- _OBJECTIVE A_
Translate this sentence from the blog excerpt below into Spanish: "Here's to each word and what it represents: love, remembrance, change."

- _READING PASSAGE_
____

So on Valentine's Day, with its unavoidably loaded implications, I meditate on love's nature and time's tides. The process of creating, losing, regaining. The life cycle of a feeling. The way memory layers with the present and the unknowable future.

Barthes writes that "The imperfect is the tense of fascination: it seems to be alive and yet it doesn't move: imperfect presence, imperfect death; neither oblivion nor resurrection; simply the exhausting lure of memory. From the start, greedy to play a role, scenes take their position in memory... This theater of time is the very contrary of the search for lost time; for I remember pathetically, punctually, and not philosophically, discursively: I remember in order to be unhappy/happy- not in order to understand. I do not write, I do not shut myself up in order to write the enormous novel of time recaptured."

Here's to each word and what it represents: love, remembrance, change.

Saturday, November 28, 2009

Being in college full-time, it's hard to find any free moments in which to blog. But Jenny's "Permanent Wave" blog may have re-awakened the monster inside...

We shall see!

Monday, February 25, 2008

JENNY HOYSTON TOUR BLOG!

PREPARING FOR TOUR
Mary, now officially the drummer for Jenny Hoyston on her European tour, flew in to Oakland from Portland and Jenny met her at the airport. We had rehearsals in the LESBIANS practice space in San Francisco for one day and had to learn about five more songs to fill out the set in a matter of hours. Mary tried to lower the stress level by practicing in her underpants.

____

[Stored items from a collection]
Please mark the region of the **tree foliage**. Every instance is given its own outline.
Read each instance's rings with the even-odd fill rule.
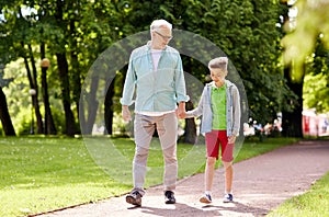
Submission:
[[[115,42],[149,30],[155,19],[166,19],[174,28],[200,34],[223,49],[240,73],[250,116],[265,124],[276,117],[276,112],[290,108],[288,103],[282,103],[284,99],[294,98],[280,65],[280,7],[277,1],[265,0],[3,0],[0,3],[3,14],[0,16],[3,18],[0,23],[1,58],[8,64],[26,57],[24,67],[27,70],[30,66],[39,79],[36,72],[41,69],[36,66],[43,58],[42,47],[45,47],[45,57],[52,62],[47,71],[53,93],[50,103],[54,108],[61,101],[58,110],[66,114],[64,130],[71,130],[71,135],[77,133],[75,127],[79,121],[83,122],[80,124],[94,122],[92,114],[83,107],[79,110],[82,82],[93,61]],[[26,11],[30,13],[24,14]],[[208,60],[212,58],[206,48],[202,52],[208,55]],[[34,62],[31,57],[35,58]],[[183,56],[183,64],[185,71],[206,82],[206,62]],[[116,75],[118,87],[106,85],[111,87],[106,103],[111,99],[117,102],[121,95],[120,83],[125,69]],[[94,79],[94,85],[102,85],[98,78]],[[92,90],[83,92],[89,99],[94,94]],[[118,103],[109,106],[101,103],[90,101],[87,106],[106,107],[110,117],[113,112],[120,112]]]

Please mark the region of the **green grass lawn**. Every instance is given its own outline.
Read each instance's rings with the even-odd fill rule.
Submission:
[[[322,217],[329,216],[329,172],[305,194],[292,197],[269,217]]]
[[[245,140],[236,162],[297,141]],[[205,146],[179,144],[179,178],[204,171]],[[24,216],[122,195],[132,189],[135,145],[127,138],[0,138],[0,216]],[[152,140],[146,187],[162,182]],[[218,165],[218,163],[217,163]]]

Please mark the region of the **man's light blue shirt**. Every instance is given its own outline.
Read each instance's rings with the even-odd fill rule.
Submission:
[[[136,100],[134,94],[136,91]],[[135,102],[135,112],[168,112],[186,102],[184,72],[178,50],[166,46],[154,69],[150,42],[132,52],[123,90],[122,105]]]

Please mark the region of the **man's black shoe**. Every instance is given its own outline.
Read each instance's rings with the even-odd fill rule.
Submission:
[[[141,194],[138,191],[134,191],[126,196],[126,202],[135,206],[141,206]]]
[[[174,193],[171,191],[166,191],[164,192],[164,203],[166,204],[174,204],[175,203],[175,198],[174,198]]]

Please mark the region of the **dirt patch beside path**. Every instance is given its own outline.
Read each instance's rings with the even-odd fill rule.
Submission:
[[[213,203],[198,202],[203,175],[178,182],[177,204],[166,205],[162,186],[147,190],[141,207],[126,204],[125,196],[113,197],[42,217],[138,217],[138,216],[264,216],[285,199],[302,194],[329,171],[329,141],[300,141],[235,164],[235,203],[222,202],[223,169],[216,171]]]

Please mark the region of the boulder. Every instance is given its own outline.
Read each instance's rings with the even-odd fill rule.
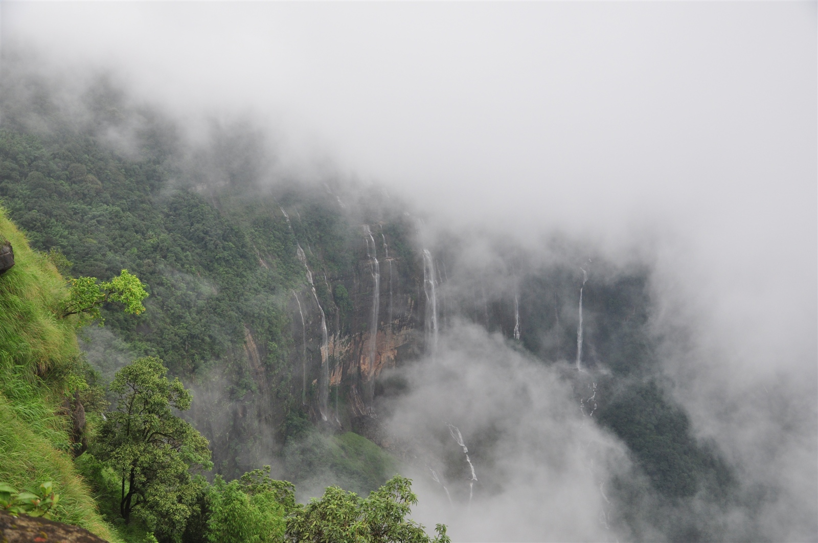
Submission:
[[[14,251],[11,244],[0,236],[0,275],[14,266]]]

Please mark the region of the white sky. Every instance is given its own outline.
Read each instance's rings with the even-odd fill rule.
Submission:
[[[816,11],[797,2],[4,1],[0,28],[4,46],[38,49],[43,70],[112,68],[180,119],[249,114],[281,138],[285,162],[329,157],[438,222],[528,243],[555,227],[609,247],[650,240],[657,321],[678,313],[697,334],[694,355],[668,365],[697,431],[730,454],[773,447],[775,461],[747,460],[748,473],[780,478],[792,487],[781,507],[809,516]],[[781,430],[800,445],[773,418],[757,431],[768,414],[746,399],[781,375],[807,414],[809,428]],[[724,406],[735,409],[717,414]]]
[[[667,231],[668,265],[722,293],[726,320],[755,304],[757,326],[814,339],[816,6],[0,9],[5,43],[55,65],[113,67],[180,117],[250,112],[296,161],[329,156],[444,221],[617,241]]]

____

- _OBJECTIVE B_
Identify every line in the rows above that contains the word "outline", and copy each of those lines in full.

- _FINAL RESULT A_
Brindo por cada palabra y lo que representa: el amor, el recuerdo, el cambio.

- _FINAL RESULT B_
Please mark the region of the **tree foliage**. Every instance is given its own outline.
Please mark the region of the **green grass lawn**. Every instance is given its own outline.
Please mark the region of the **man's light blue shirt**. Every instance is given its own outline.
Please mark the region of the **man's black shoe**. Every instance is given its own outline.
Please mark the region of the **dirt patch beside path**. Every instance is given its own outline.
Please mark the region of the boulder. Every instance is given its own outline.
Please mark the region of the white sky. Every instance is given its own outline.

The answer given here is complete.